### What to produce:
Exactly as they appear, copy the lines of the listing from the one containing "In this exercise you will spot the leg" through the final line, both included, and nothing else.

──────────

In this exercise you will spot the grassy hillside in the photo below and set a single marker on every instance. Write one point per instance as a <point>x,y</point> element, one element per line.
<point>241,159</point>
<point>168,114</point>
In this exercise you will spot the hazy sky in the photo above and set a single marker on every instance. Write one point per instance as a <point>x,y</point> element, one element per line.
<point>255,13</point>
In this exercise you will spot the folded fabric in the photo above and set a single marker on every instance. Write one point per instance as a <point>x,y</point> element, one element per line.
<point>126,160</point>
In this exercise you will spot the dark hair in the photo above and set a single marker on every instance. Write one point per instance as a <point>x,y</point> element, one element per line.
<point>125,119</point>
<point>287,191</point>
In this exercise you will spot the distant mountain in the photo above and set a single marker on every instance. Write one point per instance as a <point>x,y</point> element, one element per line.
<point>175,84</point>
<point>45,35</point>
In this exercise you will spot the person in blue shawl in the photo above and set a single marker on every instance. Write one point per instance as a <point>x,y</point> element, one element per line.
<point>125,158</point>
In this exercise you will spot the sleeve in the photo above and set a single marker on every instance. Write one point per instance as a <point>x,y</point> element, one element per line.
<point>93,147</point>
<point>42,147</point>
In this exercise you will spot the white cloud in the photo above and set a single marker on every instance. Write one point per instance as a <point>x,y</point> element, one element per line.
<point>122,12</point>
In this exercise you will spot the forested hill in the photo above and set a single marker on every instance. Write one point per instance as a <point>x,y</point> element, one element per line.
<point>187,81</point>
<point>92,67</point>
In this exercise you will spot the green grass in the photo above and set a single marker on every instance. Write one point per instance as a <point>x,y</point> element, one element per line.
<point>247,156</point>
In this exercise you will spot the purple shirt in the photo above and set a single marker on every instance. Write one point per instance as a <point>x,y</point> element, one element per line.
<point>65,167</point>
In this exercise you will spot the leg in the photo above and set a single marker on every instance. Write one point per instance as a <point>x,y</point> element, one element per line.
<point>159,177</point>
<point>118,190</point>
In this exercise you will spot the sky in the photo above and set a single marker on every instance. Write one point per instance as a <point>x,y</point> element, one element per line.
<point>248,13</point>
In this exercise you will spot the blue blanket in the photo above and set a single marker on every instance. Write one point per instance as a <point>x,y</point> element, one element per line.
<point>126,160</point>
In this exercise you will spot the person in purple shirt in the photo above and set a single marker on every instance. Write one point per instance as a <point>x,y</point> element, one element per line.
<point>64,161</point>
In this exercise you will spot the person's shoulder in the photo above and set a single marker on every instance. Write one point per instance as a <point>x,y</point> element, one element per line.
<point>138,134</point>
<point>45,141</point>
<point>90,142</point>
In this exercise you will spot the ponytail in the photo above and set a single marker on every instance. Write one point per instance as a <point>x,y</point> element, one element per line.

──────────

### Full answer:
In this exercise you will spot the leg in the photo above and set a single marker on every instance. Write one point per instance as a <point>x,y</point> element, one element per line.
<point>159,177</point>
<point>118,190</point>
In this exercise you will spot the sky in the photo above and set a single marker on every instance. Write one point per instance as a <point>x,y</point> element, one element per line.
<point>248,13</point>
In this exercise you will spot the blue blanket in the photo above and set a single marker on every instance. Write one point per instance as a <point>x,y</point> element, one element per line.
<point>126,160</point>
In this exercise you will spot the person in purple shirt in the photo above and set a single marker on every instance. Write one point per instance as a <point>x,y</point> element, one element per line.
<point>64,161</point>
In this exercise you will spot the person's shoulder in the photo above and set a single marker on every instance. Write one point per instance as a <point>x,y</point> element, one element per line.
<point>138,134</point>
<point>45,141</point>
<point>90,142</point>
In this exercise you will spot the ponytail in the photo above and set a single marker on every instance. Write one point per instance as a <point>x,y</point> element, one element per line.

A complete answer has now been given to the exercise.